▶ _DESCRIPTION OF THE TASK_: Where the data below has the string "hill", return the whole line.

▶ _GIVEN DATA_:
Content starts
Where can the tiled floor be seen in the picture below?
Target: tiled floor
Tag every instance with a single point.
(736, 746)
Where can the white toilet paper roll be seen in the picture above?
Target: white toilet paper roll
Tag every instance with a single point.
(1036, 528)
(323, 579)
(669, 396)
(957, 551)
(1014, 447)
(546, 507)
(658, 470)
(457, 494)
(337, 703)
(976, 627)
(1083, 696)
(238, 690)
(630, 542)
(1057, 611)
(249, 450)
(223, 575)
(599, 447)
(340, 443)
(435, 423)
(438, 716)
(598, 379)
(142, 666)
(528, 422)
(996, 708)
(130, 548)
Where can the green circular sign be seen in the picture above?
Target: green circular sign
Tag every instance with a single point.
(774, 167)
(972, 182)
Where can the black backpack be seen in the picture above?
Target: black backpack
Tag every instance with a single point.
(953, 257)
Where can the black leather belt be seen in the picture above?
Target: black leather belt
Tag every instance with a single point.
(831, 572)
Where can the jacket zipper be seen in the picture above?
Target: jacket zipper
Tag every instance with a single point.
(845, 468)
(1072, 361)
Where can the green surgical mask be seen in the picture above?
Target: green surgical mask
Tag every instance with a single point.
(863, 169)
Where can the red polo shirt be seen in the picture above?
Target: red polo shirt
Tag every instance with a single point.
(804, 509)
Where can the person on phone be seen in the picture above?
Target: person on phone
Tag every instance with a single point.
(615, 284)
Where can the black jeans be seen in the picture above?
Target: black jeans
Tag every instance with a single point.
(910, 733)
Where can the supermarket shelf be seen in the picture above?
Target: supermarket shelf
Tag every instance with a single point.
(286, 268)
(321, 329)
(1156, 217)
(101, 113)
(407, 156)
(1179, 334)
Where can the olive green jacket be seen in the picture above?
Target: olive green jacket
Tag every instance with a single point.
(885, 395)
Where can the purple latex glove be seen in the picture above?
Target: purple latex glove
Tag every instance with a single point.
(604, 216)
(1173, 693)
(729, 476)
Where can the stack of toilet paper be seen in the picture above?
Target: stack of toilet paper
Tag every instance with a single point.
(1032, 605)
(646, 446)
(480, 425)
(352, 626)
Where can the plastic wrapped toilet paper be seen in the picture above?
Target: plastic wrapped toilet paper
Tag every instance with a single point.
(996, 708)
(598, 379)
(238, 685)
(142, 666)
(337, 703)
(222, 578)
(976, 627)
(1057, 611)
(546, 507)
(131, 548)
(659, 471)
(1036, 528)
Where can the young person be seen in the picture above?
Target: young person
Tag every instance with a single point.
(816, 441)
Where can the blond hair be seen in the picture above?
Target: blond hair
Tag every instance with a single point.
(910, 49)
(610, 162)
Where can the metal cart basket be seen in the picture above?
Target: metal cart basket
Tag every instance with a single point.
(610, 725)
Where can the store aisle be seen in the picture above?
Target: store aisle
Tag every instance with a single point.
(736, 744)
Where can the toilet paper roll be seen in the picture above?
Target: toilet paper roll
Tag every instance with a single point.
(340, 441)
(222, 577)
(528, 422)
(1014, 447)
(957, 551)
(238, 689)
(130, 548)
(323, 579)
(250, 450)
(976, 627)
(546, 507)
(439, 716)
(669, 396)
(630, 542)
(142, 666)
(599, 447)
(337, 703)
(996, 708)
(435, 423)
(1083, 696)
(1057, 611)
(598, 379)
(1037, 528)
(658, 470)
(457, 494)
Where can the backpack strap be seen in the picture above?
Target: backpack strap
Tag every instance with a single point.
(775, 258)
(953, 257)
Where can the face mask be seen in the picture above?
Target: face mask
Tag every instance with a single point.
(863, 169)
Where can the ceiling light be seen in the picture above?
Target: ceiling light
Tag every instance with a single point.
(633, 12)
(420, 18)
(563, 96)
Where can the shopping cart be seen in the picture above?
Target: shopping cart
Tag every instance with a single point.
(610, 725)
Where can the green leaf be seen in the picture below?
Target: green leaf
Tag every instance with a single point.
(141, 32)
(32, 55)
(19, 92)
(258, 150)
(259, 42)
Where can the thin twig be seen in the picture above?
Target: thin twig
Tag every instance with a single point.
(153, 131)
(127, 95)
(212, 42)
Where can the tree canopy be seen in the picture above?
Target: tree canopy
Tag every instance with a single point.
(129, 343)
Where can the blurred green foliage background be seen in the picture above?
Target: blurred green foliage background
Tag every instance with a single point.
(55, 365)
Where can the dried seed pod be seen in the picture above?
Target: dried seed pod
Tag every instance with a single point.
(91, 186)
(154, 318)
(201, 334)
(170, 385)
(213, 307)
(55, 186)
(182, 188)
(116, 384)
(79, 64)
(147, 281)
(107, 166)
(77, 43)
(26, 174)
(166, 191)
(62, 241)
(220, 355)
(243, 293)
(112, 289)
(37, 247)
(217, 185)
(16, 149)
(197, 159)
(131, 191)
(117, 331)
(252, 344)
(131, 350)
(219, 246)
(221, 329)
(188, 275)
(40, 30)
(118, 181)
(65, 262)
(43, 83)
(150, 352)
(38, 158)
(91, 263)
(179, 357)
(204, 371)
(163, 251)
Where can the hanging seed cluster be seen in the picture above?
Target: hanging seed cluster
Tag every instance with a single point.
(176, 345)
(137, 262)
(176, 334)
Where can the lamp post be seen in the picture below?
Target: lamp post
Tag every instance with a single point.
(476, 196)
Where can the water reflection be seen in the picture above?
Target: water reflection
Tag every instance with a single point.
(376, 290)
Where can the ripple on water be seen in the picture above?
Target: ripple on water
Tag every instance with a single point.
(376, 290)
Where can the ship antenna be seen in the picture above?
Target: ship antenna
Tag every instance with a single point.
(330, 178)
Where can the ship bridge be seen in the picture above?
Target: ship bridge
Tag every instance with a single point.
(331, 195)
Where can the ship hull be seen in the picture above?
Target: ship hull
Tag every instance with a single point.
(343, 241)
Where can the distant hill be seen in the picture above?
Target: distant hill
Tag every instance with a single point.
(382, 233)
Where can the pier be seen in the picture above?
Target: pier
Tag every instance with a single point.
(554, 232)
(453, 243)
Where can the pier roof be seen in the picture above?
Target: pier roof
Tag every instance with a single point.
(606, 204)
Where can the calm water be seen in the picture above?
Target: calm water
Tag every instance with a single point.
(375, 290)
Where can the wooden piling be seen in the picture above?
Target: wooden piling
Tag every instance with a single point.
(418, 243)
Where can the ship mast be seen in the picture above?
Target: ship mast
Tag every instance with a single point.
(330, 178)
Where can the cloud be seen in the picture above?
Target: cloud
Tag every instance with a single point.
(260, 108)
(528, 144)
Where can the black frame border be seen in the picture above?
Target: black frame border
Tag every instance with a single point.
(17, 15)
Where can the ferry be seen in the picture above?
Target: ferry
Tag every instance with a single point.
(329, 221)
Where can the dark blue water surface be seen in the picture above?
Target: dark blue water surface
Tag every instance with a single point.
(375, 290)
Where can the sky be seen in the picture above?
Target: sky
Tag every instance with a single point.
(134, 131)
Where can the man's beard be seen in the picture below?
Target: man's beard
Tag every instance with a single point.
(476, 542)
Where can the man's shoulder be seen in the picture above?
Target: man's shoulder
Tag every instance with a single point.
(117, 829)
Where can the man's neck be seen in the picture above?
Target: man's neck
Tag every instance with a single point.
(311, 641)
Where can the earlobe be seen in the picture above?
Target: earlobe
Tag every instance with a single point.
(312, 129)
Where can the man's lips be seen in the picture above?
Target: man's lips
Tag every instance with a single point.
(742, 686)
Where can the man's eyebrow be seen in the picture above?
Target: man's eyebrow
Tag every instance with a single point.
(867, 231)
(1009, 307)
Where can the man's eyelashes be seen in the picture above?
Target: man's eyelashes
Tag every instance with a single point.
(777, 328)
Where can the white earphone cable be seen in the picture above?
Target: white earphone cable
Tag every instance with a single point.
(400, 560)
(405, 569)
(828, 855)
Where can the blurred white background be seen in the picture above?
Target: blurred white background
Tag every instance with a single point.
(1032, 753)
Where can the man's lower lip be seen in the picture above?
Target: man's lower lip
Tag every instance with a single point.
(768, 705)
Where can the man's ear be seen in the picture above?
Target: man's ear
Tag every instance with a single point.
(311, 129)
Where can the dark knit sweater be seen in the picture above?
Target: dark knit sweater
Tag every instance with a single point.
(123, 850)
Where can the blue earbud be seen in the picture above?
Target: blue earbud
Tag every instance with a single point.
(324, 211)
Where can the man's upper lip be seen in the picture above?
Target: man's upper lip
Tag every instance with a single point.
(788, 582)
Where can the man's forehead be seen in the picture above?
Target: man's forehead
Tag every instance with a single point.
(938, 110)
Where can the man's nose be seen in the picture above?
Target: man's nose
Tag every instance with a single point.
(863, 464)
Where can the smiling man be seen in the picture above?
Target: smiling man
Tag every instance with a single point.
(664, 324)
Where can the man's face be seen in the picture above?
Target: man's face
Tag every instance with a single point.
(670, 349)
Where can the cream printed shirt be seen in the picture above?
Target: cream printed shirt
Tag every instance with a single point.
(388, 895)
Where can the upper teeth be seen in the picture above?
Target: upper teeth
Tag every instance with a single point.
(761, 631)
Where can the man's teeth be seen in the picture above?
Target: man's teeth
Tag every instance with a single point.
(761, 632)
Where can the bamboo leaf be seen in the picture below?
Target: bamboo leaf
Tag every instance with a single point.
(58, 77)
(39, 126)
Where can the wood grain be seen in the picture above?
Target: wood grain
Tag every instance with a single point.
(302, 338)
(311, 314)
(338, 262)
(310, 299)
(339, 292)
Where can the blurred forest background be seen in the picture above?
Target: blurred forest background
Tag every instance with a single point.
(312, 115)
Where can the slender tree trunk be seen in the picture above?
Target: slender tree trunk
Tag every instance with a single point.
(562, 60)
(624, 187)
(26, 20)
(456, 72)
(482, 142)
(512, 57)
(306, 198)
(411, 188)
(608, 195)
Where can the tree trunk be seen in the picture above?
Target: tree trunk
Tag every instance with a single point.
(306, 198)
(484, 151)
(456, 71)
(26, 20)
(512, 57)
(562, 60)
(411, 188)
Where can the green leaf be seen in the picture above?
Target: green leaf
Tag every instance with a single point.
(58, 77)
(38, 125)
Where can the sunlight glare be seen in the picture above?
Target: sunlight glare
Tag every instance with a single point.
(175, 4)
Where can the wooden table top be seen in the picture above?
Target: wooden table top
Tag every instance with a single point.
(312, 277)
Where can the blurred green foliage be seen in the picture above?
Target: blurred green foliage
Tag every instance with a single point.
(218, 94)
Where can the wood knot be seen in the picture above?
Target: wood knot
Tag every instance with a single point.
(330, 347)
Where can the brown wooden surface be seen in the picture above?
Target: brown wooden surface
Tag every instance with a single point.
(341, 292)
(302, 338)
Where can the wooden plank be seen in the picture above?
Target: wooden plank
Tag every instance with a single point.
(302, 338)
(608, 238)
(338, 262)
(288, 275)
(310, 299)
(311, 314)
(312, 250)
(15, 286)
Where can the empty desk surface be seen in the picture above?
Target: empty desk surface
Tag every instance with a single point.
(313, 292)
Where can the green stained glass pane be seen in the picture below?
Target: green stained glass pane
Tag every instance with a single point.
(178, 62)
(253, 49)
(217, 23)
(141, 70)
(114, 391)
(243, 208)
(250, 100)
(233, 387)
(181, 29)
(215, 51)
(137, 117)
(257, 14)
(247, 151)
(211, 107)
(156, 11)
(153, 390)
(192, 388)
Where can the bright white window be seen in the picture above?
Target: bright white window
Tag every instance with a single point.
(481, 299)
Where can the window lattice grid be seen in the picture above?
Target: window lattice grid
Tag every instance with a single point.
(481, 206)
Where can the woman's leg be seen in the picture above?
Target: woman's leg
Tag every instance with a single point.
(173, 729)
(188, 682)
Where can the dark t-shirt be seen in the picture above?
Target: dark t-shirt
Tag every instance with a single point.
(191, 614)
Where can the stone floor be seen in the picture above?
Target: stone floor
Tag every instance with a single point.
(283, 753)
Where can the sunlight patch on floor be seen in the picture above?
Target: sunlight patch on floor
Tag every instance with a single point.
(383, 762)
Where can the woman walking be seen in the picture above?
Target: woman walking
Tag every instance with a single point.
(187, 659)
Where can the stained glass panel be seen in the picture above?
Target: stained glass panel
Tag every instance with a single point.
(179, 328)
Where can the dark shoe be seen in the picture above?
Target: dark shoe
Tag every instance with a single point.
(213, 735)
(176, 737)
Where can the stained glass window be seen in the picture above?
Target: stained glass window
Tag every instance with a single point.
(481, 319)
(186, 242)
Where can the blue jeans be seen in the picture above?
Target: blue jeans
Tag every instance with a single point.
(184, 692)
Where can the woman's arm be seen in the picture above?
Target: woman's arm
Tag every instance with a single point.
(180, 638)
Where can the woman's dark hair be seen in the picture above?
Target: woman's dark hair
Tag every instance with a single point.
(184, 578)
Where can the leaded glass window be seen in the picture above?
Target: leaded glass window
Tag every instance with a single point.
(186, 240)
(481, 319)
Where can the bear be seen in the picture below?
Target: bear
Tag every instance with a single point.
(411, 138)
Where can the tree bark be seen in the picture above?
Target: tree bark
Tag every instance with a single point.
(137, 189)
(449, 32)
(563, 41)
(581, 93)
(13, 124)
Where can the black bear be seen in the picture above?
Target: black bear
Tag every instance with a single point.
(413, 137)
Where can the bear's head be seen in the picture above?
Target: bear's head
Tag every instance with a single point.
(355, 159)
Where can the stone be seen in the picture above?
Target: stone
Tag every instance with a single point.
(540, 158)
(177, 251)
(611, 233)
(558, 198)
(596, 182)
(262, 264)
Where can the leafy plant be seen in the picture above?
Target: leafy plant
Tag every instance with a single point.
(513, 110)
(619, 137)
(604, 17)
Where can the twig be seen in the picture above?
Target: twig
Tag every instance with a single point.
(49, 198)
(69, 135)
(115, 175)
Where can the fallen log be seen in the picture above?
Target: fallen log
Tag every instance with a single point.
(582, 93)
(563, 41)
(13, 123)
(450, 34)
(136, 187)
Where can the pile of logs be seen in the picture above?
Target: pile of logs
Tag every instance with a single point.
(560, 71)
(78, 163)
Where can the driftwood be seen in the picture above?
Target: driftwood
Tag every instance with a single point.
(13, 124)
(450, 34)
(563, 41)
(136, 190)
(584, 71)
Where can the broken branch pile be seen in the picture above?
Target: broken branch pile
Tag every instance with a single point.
Content ends
▶ _SOLUTION_:
Where can the distant hill be seen in the picture above?
Target: distant hill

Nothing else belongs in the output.